12 Mai 2016
Os últimos: uma categoria da humanidade, que deveria ter um lugar de privilégio, terra sagrada, na vida de cada verdadeiro discípulo do Evangelho. Poderíamos arriscar algumas perguntas: vamos ao encontro da sabedoria dos últimos? Colocamo-los na cátedra nos nossos conselhos pastorais, nas nossas assembleias eclesiais? A quem damos a voz nos nossos grandes congressos, nas imponentes e faraônicas manifestações eclesiais? Encontramos presentes os seus rostos? Somos tomados pelo temor de que, na ausência dos seus rostos, em uma medida não indiferente, Deus também se esconde?
A reflexão é do teólogo e padre italiano Angelo Casati, em artigo publicado na revista Esodo, n. 4, de dezembro de 2015. A tradução é de Moisés Sbardelotto.
Eis o texto.
O divino e os rostos. Obrigado pela conjunção – pelo "e" da conjunção entre o divino e os rostos. Eu sofri longamente, muito longamente, pela esquizofrenia de um divino que me era contado como tomar distância do humano, e a sede do rosto de Deus contada como purificação da sede do rosto das mulheres e dos homens do meu tempo, e isso nos dias em que eu andava cada vez mais me apaixonando. Apaixonando-me pelos rostos. Vinha a noite, e eu escrevia:
Os rostos dos amigos
são como Terra Prometida:
poucos metros
de terra preta e fecunda
que eu conheço palmo a palmo,
como a ramificação
das veias em uma mão.
Os rostos dos meus amigos
são como o espelho do tempo.

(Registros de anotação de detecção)
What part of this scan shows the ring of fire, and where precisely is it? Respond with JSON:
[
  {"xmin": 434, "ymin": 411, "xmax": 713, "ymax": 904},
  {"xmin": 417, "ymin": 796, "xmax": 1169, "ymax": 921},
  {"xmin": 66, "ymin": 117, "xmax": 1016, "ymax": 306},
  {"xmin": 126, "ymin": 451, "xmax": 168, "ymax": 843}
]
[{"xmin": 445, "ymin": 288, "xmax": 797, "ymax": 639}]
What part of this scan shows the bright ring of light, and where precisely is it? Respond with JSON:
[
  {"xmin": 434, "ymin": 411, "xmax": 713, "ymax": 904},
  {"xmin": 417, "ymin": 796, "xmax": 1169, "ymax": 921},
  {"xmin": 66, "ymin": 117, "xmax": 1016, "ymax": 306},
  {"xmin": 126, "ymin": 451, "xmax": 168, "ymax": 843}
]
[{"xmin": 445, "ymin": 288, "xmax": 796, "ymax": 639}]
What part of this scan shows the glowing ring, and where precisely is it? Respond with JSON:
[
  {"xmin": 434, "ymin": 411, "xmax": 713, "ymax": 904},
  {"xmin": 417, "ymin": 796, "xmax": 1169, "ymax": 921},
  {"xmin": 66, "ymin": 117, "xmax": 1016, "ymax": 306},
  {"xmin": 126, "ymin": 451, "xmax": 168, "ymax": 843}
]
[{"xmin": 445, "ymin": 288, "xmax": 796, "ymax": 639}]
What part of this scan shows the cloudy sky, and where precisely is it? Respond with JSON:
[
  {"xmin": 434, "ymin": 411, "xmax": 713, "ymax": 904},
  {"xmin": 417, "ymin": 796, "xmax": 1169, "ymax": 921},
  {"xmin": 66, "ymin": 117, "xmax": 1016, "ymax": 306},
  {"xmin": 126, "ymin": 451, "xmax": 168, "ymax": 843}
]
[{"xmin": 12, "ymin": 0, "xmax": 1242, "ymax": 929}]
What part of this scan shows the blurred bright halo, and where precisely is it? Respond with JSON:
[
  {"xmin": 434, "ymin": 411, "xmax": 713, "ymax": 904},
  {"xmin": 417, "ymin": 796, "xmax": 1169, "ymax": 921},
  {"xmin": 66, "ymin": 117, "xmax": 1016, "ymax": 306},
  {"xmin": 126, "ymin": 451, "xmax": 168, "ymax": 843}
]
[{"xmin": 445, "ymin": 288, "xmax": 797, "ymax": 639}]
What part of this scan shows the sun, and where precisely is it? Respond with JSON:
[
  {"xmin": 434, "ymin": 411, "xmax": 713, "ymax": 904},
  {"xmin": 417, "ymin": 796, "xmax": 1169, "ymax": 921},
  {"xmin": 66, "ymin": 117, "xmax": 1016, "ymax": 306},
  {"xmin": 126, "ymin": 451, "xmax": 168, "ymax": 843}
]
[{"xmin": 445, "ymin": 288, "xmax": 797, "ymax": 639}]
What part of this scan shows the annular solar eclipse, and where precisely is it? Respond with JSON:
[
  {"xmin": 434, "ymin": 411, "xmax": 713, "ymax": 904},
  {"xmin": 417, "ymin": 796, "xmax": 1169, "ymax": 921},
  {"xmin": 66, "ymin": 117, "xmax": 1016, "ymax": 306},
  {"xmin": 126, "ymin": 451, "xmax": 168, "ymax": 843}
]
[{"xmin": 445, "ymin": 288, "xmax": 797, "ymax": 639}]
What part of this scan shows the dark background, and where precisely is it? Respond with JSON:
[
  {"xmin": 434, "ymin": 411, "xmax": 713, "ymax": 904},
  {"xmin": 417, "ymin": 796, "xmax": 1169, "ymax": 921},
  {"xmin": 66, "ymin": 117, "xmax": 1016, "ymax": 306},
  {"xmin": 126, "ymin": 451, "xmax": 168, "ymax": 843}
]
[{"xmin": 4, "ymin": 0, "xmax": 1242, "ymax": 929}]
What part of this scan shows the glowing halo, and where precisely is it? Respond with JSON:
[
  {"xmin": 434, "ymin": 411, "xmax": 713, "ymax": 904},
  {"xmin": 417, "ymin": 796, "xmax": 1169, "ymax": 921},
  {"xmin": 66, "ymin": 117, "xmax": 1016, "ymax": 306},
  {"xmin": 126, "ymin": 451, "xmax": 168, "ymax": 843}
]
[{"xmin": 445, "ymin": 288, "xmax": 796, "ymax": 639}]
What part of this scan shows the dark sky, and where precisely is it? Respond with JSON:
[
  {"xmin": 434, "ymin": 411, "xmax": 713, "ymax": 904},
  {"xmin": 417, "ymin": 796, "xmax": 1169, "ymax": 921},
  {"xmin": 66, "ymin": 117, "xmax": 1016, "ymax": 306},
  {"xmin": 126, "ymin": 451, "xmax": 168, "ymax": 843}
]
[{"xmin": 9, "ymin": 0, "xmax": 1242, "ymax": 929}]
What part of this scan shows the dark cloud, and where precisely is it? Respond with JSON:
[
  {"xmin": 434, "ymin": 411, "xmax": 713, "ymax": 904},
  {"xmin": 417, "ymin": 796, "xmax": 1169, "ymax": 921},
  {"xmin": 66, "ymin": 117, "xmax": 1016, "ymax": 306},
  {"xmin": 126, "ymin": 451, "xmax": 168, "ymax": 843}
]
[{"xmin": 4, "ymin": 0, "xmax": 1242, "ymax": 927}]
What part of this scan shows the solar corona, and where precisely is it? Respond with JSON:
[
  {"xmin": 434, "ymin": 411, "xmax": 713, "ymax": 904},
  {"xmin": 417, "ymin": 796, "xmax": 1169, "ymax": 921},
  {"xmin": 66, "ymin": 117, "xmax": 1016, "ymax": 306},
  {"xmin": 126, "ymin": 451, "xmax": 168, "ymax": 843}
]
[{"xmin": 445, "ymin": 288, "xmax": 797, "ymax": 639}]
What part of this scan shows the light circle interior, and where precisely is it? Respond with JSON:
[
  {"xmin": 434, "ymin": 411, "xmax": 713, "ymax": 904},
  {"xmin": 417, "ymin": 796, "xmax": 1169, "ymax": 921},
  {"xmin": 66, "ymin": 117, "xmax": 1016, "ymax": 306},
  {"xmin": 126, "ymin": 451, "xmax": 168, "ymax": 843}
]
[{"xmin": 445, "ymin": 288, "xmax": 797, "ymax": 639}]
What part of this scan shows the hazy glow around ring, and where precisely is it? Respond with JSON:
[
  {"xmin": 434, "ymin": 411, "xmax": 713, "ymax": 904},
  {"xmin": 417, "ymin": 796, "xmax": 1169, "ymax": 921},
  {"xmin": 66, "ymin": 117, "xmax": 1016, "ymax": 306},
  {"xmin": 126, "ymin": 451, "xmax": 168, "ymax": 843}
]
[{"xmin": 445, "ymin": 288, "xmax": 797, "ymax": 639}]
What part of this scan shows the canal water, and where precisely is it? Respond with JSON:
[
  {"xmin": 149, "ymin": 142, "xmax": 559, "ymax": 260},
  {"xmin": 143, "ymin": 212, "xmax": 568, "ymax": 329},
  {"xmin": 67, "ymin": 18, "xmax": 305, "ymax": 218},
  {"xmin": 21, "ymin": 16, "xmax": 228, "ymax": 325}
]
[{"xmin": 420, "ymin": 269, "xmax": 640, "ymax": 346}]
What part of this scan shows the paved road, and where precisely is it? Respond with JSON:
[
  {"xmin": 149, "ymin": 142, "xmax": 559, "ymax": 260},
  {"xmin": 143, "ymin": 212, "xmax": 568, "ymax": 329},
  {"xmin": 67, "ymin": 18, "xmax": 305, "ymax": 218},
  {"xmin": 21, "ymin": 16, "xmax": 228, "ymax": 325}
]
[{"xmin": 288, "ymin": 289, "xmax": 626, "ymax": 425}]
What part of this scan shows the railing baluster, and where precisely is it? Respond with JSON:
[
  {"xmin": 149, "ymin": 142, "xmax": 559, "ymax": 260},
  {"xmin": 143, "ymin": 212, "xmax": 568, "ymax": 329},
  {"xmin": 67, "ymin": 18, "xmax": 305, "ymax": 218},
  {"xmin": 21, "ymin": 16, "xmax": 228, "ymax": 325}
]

● Tarefas a realizar:
1 – Por favor, repita fielmente a parte do texto sobre os rostos que começa nas palavras "Eis o texto." e vai até "espelho do tempo.", inclusive.
2 – De acordo com o texto sobre os rostos, quem traduziu o artigo?
3 – Dê continuidade ao texto sobre os rostos a partir do ponto em que ele termina.
A listagem foi retirada de outra fonte.

● Respostas escritas:
1 –
Eis o texto.
O divino e os rostos. Obrigado pela conjunção – pelo "e" da conjunção entre o divino e os rostos. Eu sofri longamente, muito longamente, pela esquizofrenia de um divino que me era contado como tomar distância do humano, e a sede do rosto de Deus contada como purificação da sede do rosto das mulheres e dos homens do meu tempo, e isso nos dias em que eu andava cada vez mais me apaixonando. Apaixonando-me pelos rostos. Vinha a noite, e eu escrevia:
Os rostos dos amigos
são como Terra Prometida:
poucos metros
de terra preta e fecunda
que eu conheço palmo a palmo,
como a ramificação
das veias em uma mão.
Os rostos dos meus amigos
são como o espelho do tempo.

2 – Moisés Sbardelotto.

3 –
Eu os interrogo em silêncio à noite:
nos olhos, fixou-se
e ainda vive, toda,
a aventura de um dia:
ainda perseguem
incômodas imagens,
como bitucas
que ninguém ousa apagar
em cinzas de indiferença.
Difunde-se na prega
dos olhos
a luta dos desesperados,
o amor dos tolos,
este nosso esperar
contra toda esperança.
Nos rostos dos meus amigos
percorro de novo a cada dia
o sendeiro inquieto
das nossas perguntas
sem resposta.
Única certeza
- entre areias e desertos
de escolhas provisórias -
o Cristo Presença e Ausência,
próximo como a carne
de um esposo
e esperado na noite
com tochas
que fadigam ao vento
quase como se estivessem
prestes a morrer.
E nós, amigos?
Nós, chamados
a arriscar a noite,
a decidir no escuro
- quando fraca é a luz -
por um caminho ou por outro.
Por que não falas, ó Senhor?
Nossa nova condição
é não saber e esperar
contra toda esperança.
Rostos dos meus amigos
rostos sem presunção,
imagem
da esperança dos tolos.
Rostos dos meus amigos,
a terra do amanhã.
A convivência com Paola criava conjunção de divino e de rostos. Fascinava-me e me intrigava a imagem de um Deus que se deixava tomar pelo estupor diante daquilo que Lhe tinha escapado das mãos: "E viu que era bom, belo". Ele, no auge do estupor, quando conseguiu criar um homem e uma mulher: "E viu que era muito bom, muito belo". Parte d'Ele habitava aquele rosto de mulher, aquele rosto do homem, os tinha criado à Sua imagem, segundo a Sua semelhança. E a palavra imagem, na língua antiga, não fala de uma fotografia, mas de uma conservação da presença, da presença do divino no rosto.
Às vezes, o afresco falava nas suas cores. Às vezes, infelizmente – e foram séculos! – o afresco era esquecido ou pesado com sobrecarga. Houve dias em que nos esquecemos do afresco das origens, que falava de rostos habitados. Novos mestres, chamados do espírito, me falavam de um Deus de quem se apaixonar, contemplar, e de mulheres e homens a se relativizar, de se tirar os olhos.
Também houve dias em que, no seminário – e eu estremecia – me traziam como exemplo de virtude São Luís Gonzaga, pelo fato de que não olhava a sua mãe no rosto, por ser mulher. Parecia-me pura esquizofrenia. Como se amar a vida fosse tirar algo de Deus. Um desapaixonamento chamado virtude.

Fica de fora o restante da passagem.